• Task: Output each line of this listing exactly as it appears.

Entries from a collection
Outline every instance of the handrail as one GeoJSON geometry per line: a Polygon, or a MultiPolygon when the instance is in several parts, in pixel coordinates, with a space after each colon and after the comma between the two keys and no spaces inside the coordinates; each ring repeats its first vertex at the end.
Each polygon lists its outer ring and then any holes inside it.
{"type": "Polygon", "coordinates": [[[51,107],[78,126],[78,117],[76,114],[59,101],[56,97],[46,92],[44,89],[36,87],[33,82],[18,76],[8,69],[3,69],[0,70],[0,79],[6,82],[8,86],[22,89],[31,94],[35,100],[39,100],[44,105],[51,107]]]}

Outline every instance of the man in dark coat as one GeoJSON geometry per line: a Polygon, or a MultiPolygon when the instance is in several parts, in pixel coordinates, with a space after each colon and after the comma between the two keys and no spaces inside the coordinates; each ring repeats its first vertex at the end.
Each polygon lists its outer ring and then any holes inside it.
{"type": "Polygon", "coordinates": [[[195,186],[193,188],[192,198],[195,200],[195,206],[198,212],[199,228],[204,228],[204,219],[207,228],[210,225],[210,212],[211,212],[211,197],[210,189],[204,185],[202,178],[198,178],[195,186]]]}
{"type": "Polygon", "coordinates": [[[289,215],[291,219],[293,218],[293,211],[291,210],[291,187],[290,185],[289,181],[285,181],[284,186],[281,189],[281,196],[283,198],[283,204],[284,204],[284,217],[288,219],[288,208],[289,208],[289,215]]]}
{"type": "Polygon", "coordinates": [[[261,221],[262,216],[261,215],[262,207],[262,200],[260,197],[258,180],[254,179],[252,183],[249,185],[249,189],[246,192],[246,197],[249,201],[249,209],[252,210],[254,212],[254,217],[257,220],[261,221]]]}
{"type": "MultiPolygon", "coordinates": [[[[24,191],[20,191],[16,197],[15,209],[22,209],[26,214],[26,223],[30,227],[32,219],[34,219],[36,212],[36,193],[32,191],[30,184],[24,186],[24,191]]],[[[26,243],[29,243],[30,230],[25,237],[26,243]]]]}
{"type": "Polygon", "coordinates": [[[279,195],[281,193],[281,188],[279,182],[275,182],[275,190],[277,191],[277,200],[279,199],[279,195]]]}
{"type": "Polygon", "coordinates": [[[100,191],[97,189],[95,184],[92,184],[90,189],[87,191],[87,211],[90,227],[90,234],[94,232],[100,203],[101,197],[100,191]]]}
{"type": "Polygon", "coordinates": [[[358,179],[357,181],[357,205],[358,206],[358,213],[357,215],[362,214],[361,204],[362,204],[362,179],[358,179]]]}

• The reply:
Outline every instance of the handrail as one GeoJSON geometry per line: a Polygon, or a MultiPolygon when the instance is in several parts, in pixel coordinates, with a space after each colon and after the comma between the two keys and no spaces inside the coordinates; each ring repeats its first vertex at the end.
Each polygon lists its outer ring and then any holes inside it.
{"type": "Polygon", "coordinates": [[[51,107],[78,126],[78,117],[76,114],[59,101],[56,97],[46,92],[44,89],[36,87],[33,82],[18,76],[8,69],[3,69],[0,70],[0,79],[6,82],[8,86],[22,89],[31,94],[35,100],[39,100],[44,105],[51,107]]]}

Outline every instance of the man in dark coat as one GeoJSON geometry per line: a Polygon, or a MultiPolygon when the instance is in several parts, in pixel coordinates, with a space after each colon and after the comma between the two keys and no spaces inside the coordinates; each ring repeats its first vertex at the end.
Each polygon lists its outer ring and then any holes inside it.
{"type": "Polygon", "coordinates": [[[195,186],[193,188],[192,198],[195,200],[195,206],[198,212],[199,228],[204,228],[204,219],[207,228],[210,225],[210,212],[211,212],[211,197],[210,189],[204,185],[202,178],[198,178],[195,186]]]}
{"type": "Polygon", "coordinates": [[[289,215],[291,219],[293,218],[293,211],[291,210],[291,187],[290,185],[289,181],[285,181],[284,186],[281,189],[281,196],[283,198],[283,204],[284,204],[284,217],[288,219],[288,208],[289,208],[289,215]]]}
{"type": "Polygon", "coordinates": [[[261,221],[262,216],[261,215],[262,207],[262,200],[260,197],[258,180],[254,179],[252,183],[249,185],[249,189],[246,192],[246,197],[249,201],[249,209],[252,210],[254,212],[254,217],[257,220],[261,221]]]}
{"type": "MultiPolygon", "coordinates": [[[[24,191],[20,191],[16,197],[15,209],[22,209],[26,214],[26,223],[30,227],[32,219],[34,219],[36,212],[36,193],[32,191],[30,184],[24,186],[24,191]]],[[[26,243],[29,243],[30,230],[25,237],[26,243]]]]}
{"type": "Polygon", "coordinates": [[[279,195],[281,193],[281,188],[279,182],[275,182],[275,190],[277,191],[277,200],[279,199],[279,195]]]}
{"type": "Polygon", "coordinates": [[[100,191],[97,189],[95,184],[92,184],[90,189],[87,191],[87,211],[90,227],[90,234],[94,232],[100,203],[101,197],[100,191]]]}
{"type": "Polygon", "coordinates": [[[358,179],[357,181],[357,205],[358,206],[358,213],[357,215],[362,214],[361,204],[362,204],[362,179],[358,179]]]}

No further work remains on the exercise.